Photo-based referring expression data:
* * * * *
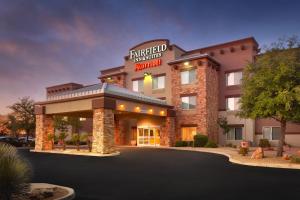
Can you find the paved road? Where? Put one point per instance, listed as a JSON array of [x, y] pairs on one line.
[[144, 173]]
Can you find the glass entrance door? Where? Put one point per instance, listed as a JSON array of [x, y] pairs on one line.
[[148, 136]]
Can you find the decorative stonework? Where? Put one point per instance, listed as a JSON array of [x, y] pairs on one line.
[[44, 126], [205, 88], [167, 137], [103, 131]]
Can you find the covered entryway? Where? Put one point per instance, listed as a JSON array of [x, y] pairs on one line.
[[120, 117], [148, 136]]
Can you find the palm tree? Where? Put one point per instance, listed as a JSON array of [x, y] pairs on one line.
[[15, 174]]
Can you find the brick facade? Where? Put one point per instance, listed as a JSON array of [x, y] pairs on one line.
[[205, 88]]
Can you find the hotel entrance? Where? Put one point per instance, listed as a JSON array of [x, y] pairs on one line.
[[148, 136]]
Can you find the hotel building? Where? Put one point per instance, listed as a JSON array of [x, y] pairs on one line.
[[160, 95]]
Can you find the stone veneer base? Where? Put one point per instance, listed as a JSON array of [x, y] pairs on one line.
* * * * *
Your answer must be an exact copy of the records, with no pictures in it.

Can you find the paved road? Where? Put one point per instance, listed as a JSON array of [x, y] pairs on one line.
[[144, 173]]
Can you find the glass entrance door? Where? Put one point per instance, listed as a JSON array of [x, y] pairs on one line.
[[148, 136]]
Can you find the decorative stonework? Where? Put one point per instance, listed as a JSON array of [x, y] pairs on one line.
[[44, 126], [205, 88], [167, 137], [103, 131]]
Can you find the covered entryway? Where? Put one point per instance, listed as a JSON array of [x, y] pairs on one line.
[[120, 117], [148, 136]]
Can you find the palm tree? Where? Put one point per instance, listed as a JSON array of [x, y] pairs on one line.
[[15, 174]]
Can you find the brick facade? Where? Put one point per instance, listed as a JSON array of [x, y] pairs on one line.
[[205, 88]]
Can you find the hotel entrance? Where? Put one point per instance, listed as a JSON array of [x, y] pairs on one line.
[[148, 136]]
Can you find the hotel building? Where? Put one point per instance, listed as a JSON array of [x, y] pairs on one line.
[[160, 95]]
Can you find the stone veneer base? Where? Put one point per instance, listed as a JSON array of [x, y] pairs on one line.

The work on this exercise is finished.